Records to process:
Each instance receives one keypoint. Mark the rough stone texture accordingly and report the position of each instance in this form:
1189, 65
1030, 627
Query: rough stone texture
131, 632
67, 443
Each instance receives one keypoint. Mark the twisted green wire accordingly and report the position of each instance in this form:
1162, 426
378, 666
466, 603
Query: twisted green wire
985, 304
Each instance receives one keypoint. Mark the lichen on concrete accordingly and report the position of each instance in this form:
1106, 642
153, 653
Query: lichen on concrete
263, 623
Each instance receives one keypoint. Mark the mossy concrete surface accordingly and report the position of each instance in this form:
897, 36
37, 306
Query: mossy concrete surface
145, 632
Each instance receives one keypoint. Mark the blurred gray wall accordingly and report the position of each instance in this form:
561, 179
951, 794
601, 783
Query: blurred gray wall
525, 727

Written task: Can you copy out, word for word, the records above from the line containing "Each instance receives one keypoint. Mark the lichen" through the last line of the records, with both ends included?

Problem solution:
Each instance receives one keypoint. Mark the lichen on concrete accordingly and report the position of each instance in this form:
1106, 642
153, 653
Query: lichen on concrete
263, 623
Each instance receives one keypoint. Mark the mossy concrete surface accordingly and report the position of each instance in this form:
897, 36
37, 306
Query: mossy concrete surface
145, 632
Each instance receives one keypoint. Mark the blurred gray wall accordingly and report the position of each instance in this form:
561, 179
951, 794
601, 783
Query: blurred gray wall
525, 727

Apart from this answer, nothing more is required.